# Data in this exercise

-- START --

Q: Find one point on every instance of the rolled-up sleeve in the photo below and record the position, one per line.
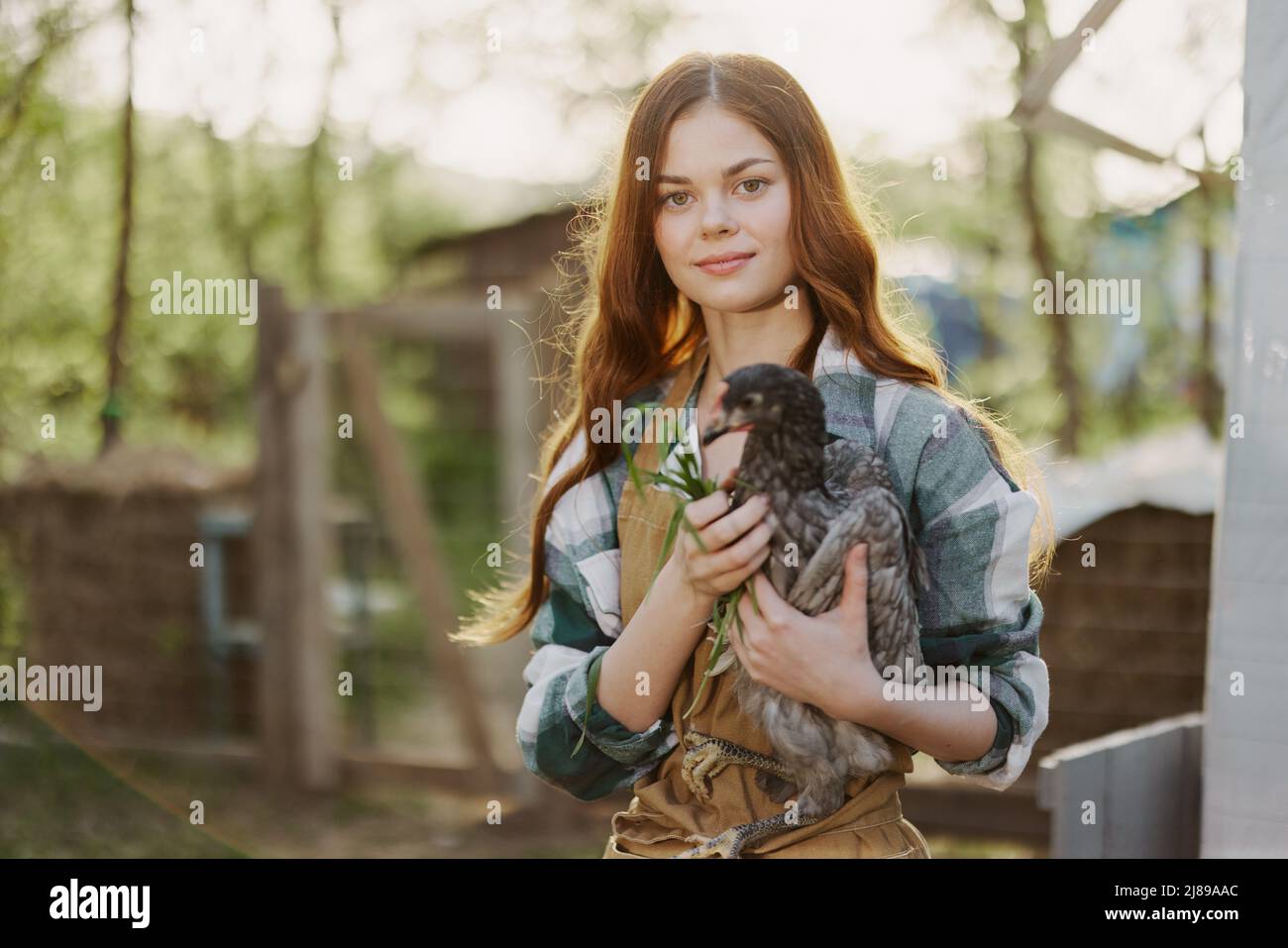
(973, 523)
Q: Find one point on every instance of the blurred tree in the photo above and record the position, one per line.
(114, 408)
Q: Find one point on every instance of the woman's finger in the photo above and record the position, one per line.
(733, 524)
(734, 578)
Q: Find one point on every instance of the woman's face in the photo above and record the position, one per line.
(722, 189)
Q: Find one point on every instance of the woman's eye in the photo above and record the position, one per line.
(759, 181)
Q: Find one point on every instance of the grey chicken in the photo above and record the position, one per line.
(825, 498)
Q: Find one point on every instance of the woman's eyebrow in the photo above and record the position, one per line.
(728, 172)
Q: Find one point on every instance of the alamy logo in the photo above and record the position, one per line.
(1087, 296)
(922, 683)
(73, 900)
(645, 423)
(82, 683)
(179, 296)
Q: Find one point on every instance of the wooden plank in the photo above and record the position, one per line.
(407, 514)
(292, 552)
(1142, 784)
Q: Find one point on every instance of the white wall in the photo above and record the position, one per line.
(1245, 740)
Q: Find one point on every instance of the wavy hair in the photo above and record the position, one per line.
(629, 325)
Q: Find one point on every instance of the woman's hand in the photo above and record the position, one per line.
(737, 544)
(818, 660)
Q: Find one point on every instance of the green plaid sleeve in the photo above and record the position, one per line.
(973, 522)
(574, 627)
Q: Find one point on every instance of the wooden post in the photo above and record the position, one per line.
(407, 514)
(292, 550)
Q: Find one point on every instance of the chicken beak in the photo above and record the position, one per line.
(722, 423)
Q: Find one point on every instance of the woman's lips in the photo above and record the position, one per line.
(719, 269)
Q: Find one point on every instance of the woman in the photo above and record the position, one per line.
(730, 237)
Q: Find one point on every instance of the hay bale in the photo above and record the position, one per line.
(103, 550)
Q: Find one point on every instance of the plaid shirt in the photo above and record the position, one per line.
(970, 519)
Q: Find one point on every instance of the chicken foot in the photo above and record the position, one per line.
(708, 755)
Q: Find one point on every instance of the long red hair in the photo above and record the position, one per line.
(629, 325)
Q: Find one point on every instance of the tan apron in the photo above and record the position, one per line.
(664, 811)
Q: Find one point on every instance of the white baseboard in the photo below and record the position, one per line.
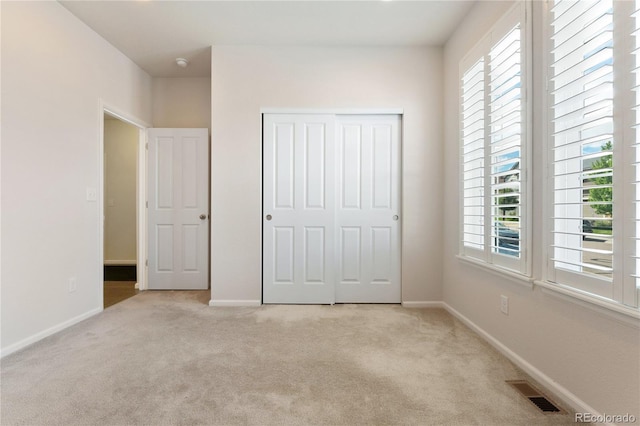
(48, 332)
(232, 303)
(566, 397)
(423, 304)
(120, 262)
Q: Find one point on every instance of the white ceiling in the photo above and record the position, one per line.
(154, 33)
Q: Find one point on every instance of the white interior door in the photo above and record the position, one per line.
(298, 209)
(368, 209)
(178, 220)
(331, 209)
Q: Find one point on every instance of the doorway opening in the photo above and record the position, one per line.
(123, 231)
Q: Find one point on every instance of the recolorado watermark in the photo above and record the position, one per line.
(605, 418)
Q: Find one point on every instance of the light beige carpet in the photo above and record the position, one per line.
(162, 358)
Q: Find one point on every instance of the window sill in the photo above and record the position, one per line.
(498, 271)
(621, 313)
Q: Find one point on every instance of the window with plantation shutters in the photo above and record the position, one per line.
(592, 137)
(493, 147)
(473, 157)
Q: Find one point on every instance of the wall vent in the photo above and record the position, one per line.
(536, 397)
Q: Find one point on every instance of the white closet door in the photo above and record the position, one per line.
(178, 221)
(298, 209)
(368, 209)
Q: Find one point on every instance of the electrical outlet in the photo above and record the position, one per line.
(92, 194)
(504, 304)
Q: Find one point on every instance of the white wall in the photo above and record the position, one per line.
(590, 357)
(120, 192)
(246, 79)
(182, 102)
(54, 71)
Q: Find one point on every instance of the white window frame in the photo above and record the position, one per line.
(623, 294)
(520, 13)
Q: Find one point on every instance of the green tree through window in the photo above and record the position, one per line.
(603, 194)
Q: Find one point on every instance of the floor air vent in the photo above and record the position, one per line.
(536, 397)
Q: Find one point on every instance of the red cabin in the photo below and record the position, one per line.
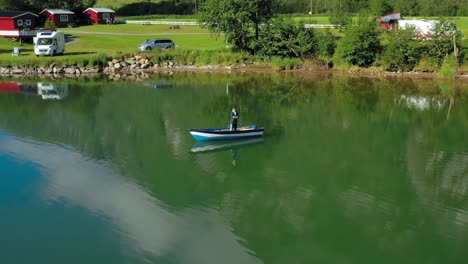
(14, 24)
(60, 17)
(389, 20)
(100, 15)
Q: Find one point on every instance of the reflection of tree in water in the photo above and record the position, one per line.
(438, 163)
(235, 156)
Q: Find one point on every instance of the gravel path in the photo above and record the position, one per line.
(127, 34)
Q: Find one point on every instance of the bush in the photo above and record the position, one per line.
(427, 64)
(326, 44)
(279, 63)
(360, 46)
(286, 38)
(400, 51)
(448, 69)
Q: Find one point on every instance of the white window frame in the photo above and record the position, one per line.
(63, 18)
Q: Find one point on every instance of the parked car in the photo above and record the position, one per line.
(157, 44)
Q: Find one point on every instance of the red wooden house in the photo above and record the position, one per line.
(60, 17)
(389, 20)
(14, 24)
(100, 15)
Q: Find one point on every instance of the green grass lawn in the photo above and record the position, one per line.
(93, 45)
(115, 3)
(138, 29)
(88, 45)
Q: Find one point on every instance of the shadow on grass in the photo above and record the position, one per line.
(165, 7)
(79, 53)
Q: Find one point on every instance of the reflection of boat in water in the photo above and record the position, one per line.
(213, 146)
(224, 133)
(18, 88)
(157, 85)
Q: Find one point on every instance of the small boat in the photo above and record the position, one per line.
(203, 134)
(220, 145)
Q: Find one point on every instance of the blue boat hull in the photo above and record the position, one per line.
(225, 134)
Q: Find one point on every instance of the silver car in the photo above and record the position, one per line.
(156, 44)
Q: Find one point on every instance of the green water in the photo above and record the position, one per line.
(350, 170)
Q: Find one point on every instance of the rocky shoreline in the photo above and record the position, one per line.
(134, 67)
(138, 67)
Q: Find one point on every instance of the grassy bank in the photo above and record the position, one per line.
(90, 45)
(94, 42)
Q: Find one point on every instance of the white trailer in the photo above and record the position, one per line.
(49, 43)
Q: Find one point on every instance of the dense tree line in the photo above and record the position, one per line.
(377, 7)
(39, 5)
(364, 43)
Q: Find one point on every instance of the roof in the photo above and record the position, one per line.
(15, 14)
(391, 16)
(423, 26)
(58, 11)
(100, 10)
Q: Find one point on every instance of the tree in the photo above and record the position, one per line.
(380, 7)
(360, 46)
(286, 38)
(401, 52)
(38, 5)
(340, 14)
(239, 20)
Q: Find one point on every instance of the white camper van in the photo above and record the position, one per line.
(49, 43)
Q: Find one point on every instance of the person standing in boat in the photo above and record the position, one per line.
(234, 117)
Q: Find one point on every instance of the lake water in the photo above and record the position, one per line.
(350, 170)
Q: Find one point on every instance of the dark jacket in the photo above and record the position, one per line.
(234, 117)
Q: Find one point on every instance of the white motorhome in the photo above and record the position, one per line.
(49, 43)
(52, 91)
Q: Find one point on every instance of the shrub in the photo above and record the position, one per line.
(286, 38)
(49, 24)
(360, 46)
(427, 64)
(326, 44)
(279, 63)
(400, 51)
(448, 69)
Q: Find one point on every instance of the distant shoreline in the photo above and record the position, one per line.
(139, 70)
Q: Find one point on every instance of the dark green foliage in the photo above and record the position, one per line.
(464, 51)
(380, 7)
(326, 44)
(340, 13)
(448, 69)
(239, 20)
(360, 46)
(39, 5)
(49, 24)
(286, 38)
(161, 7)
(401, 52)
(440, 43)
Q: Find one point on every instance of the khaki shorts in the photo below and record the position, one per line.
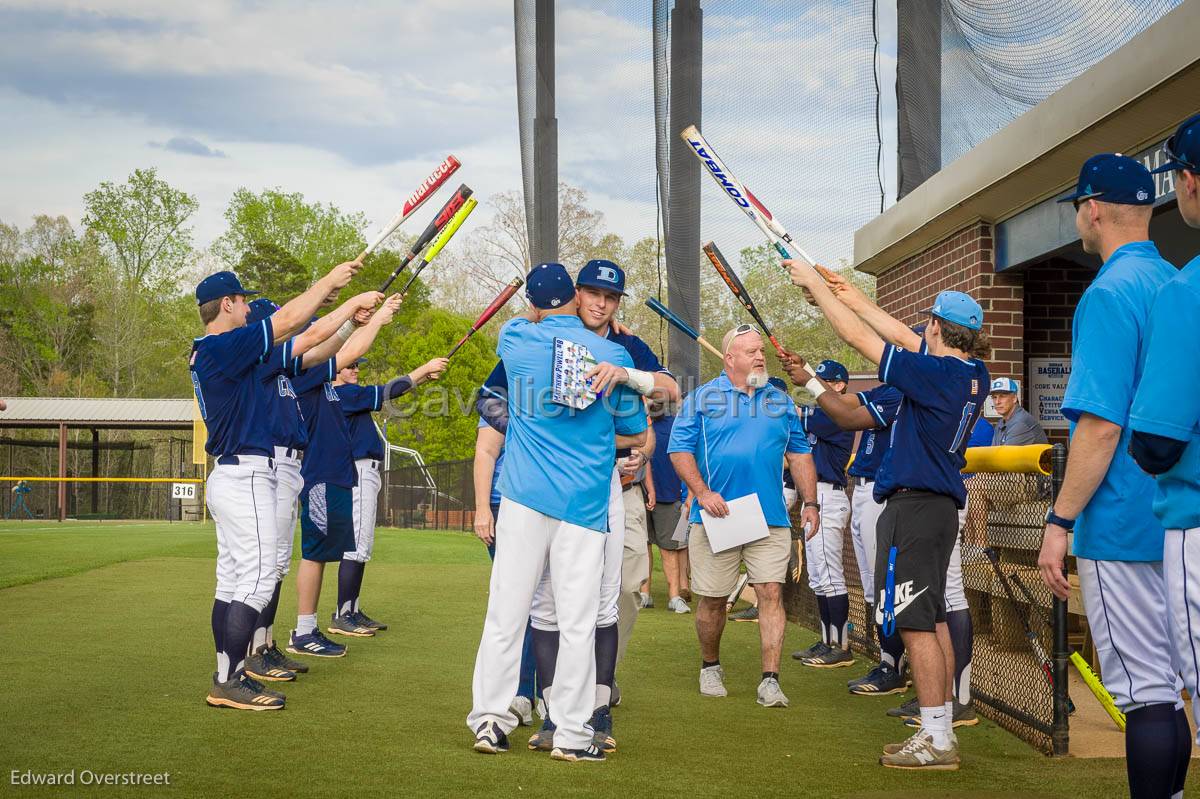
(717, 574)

-- END --

# Required task
Exactly the lines from the one with "Q: Find one point on every instance of the shrub" through the end of the records should be written out, and only those. Pictures do not belong in the copy.

# Task solution
Q: Find one point on every instance of the shrub in the photo above and record the position, one per line.
(286, 38)
(49, 24)
(360, 46)
(427, 64)
(326, 44)
(279, 63)
(400, 51)
(448, 69)
Q: Find one point on every instance of the distant shoreline in the photo above and record the position, one per line.
(139, 70)
Q: Find one point on every instance of the dark green foliage in the photo above and record the position, one per line.
(464, 51)
(380, 7)
(326, 44)
(340, 13)
(448, 69)
(239, 20)
(360, 46)
(39, 5)
(49, 24)
(286, 38)
(161, 7)
(401, 52)
(440, 43)
Q: Find one point on every instance of the khaki shorts in the photo below and record the position, one per line.
(717, 574)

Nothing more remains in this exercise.